▸ What you are asked to do: Starting at the line with "of the white", retype each line exactly up to and including the final line of the records below.
▼
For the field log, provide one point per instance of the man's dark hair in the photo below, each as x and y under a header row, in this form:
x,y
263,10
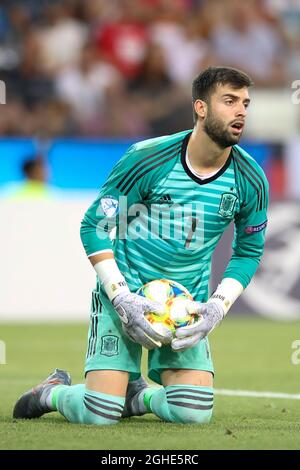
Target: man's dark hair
x,y
206,82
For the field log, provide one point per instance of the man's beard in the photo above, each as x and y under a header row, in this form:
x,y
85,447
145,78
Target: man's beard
x,y
214,128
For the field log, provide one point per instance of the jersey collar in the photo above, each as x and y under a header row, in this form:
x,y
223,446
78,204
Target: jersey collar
x,y
192,175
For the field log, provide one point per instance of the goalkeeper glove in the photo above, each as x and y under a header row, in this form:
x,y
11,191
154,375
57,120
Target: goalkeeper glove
x,y
130,307
210,315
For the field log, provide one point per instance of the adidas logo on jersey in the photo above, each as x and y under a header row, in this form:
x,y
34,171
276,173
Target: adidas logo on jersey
x,y
166,199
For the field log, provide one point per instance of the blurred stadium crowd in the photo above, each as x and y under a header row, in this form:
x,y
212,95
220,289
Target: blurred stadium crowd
x,y
124,67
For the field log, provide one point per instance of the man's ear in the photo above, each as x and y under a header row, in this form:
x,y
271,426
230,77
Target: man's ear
x,y
200,108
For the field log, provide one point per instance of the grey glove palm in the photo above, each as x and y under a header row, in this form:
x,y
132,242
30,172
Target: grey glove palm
x,y
131,309
188,336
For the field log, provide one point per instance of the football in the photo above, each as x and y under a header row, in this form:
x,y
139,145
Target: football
x,y
175,298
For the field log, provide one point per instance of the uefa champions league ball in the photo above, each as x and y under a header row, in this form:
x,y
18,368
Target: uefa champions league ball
x,y
175,299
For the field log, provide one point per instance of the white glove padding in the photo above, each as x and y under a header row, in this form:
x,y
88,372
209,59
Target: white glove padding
x,y
188,336
131,309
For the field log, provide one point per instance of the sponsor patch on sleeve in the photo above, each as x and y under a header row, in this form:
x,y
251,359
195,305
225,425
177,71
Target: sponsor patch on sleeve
x,y
256,228
110,205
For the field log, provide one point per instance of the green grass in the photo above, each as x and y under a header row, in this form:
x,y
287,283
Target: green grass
x,y
249,354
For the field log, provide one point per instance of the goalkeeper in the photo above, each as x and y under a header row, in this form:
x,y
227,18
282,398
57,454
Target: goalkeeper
x,y
170,199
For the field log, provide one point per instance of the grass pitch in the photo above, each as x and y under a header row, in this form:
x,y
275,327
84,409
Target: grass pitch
x,y
249,354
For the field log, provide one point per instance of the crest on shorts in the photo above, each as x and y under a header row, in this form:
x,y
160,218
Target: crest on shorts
x,y
227,205
109,345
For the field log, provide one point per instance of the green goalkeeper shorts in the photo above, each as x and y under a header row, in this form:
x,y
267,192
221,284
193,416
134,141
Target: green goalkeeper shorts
▲
▸ Result of this task:
For the field log, provide one point per instance of the white glove padding in the photo above, each as x and y under a header row, in this form:
x,y
88,372
209,59
Target: white glove padding
x,y
188,336
131,309
For the field log, provide one point per instance of the sponsor patch on sleeve in the photo above, each as x and y under a header row, in this form:
x,y
251,359
195,305
225,425
177,71
Target: sponsor patch on sleeve
x,y
256,228
110,205
For the field log, provide one point per instance of the green grass in the photo above, each as x and y under a header row, in this form:
x,y
287,283
Target: green grass
x,y
249,354
For the field log, provide one point per instance of the goalkeeper in the photo above, each as x and y under a header row, in this form:
x,y
227,18
282,398
57,454
Target: goalkeeper
x,y
170,199
For the field log, provide one point per instance of the grass pitch in the photo above, each as x and y under a header row, in this form:
x,y
275,327
84,409
Target: grass pitch
x,y
249,354
For the field log, provide one point per instance of the crest on shorts in the photo above, each as x and y under a header row, in this form:
x,y
160,218
Target: crest on shorts
x,y
227,205
109,345
For the field log, provide one point per instance of the green goalkeeper shorts in the photo above, each as x and y under a header row, in this form:
x,y
267,192
221,284
193,416
134,141
Target: green goalkeeper shorts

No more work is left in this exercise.